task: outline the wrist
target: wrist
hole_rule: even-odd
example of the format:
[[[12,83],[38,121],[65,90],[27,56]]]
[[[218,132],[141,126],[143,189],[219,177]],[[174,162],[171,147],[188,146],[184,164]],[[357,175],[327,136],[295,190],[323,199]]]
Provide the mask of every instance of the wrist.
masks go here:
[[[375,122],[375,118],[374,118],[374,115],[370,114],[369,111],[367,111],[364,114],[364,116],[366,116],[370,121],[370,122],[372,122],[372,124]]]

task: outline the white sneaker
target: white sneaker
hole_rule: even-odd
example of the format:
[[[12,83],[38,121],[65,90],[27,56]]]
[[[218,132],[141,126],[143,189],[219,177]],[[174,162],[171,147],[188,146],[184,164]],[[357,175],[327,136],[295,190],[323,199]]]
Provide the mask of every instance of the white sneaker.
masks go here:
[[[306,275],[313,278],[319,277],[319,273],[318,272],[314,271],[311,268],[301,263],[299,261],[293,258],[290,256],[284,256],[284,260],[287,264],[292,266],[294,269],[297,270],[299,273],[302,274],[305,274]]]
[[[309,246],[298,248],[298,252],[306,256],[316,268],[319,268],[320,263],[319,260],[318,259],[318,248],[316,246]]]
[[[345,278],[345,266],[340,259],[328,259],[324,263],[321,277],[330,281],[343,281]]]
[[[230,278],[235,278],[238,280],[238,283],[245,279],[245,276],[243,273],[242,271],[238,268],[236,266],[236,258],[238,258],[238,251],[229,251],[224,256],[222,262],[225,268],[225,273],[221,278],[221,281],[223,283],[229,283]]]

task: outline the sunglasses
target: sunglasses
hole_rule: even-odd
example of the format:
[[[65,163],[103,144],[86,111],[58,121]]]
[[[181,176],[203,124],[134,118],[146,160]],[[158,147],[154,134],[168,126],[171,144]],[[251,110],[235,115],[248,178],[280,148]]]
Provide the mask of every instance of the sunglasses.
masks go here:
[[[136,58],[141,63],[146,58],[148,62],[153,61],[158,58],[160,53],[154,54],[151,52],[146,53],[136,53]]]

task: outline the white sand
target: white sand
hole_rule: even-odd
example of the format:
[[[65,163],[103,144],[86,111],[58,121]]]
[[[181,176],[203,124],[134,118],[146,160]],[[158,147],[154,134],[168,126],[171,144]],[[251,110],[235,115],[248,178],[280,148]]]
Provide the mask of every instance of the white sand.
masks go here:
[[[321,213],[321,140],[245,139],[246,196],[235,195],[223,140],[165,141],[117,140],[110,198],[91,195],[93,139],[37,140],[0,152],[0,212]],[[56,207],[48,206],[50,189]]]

* **TASK STATEMENT**:
Restate each record word for word.

* **TASK OUTPUT**:
task: outline the wrist
target: wrist
hole_rule: even-odd
example of the format:
[[[12,83],[38,121],[65,90],[27,56]]]
[[[218,132],[141,126],[143,189],[219,177]],[[174,162],[171,147],[188,146],[184,164]],[[357,175],[327,136],[295,190],[323,199]]]
Provide the mask of every instance of the wrist.
masks go here:
[[[375,122],[375,118],[374,118],[374,115],[370,114],[369,111],[367,111],[364,114],[364,116],[366,116],[370,121],[370,122],[372,122],[372,124]]]

task: outline the white sneaker
target: white sneaker
hole_rule: even-odd
example of the format:
[[[12,83],[38,121],[65,90],[27,56]]]
[[[218,132],[141,126],[143,189],[219,177]],[[174,162],[171,147],[188,146],[184,164]],[[357,175],[327,136],[295,190],[323,199]]]
Provide the mask of every instance of the white sneaker.
masks go here:
[[[306,275],[313,278],[319,277],[319,273],[318,272],[314,271],[311,268],[301,263],[299,261],[293,258],[290,256],[284,256],[284,260],[287,264],[292,266],[294,269],[297,270],[299,273],[302,274],[305,274]]]
[[[309,246],[298,248],[298,252],[306,256],[316,268],[319,268],[320,263],[319,260],[318,259],[318,248],[316,246]]]
[[[345,278],[345,266],[340,259],[328,259],[324,263],[321,277],[330,281],[343,281]]]
[[[230,278],[235,278],[238,280],[238,283],[245,279],[245,276],[243,273],[242,271],[238,268],[236,266],[236,258],[238,258],[238,251],[229,251],[224,256],[222,262],[225,268],[225,273],[221,278],[221,281],[223,283],[229,283]]]

task: outline the sunglasses
target: sunglasses
hole_rule: even-odd
example of the format:
[[[65,163],[103,144],[86,111],[58,121]]]
[[[181,176],[203,124],[134,118],[146,160]],[[158,147],[154,134],[168,126],[171,144]],[[251,110],[235,115],[248,178],[280,148]]]
Provide the mask of every instance of the sunglasses.
masks go here:
[[[136,58],[141,63],[146,58],[148,62],[153,61],[158,58],[160,53],[154,54],[151,52],[146,53],[136,53]]]

task: outline the white sand
target: white sand
hole_rule: even-odd
example of the format:
[[[65,163],[103,144],[86,111],[58,121]]]
[[[181,176],[203,124],[134,118],[146,160]],[[158,147],[154,134],[168,126],[171,144]],[[251,110],[235,115],[248,178],[280,148]]]
Provide the mask of every instance of the white sand.
masks go here:
[[[321,213],[321,140],[245,139],[246,196],[235,195],[223,140],[165,141],[117,140],[110,198],[91,195],[93,139],[37,140],[0,152],[0,212]],[[56,207],[48,206],[50,189]]]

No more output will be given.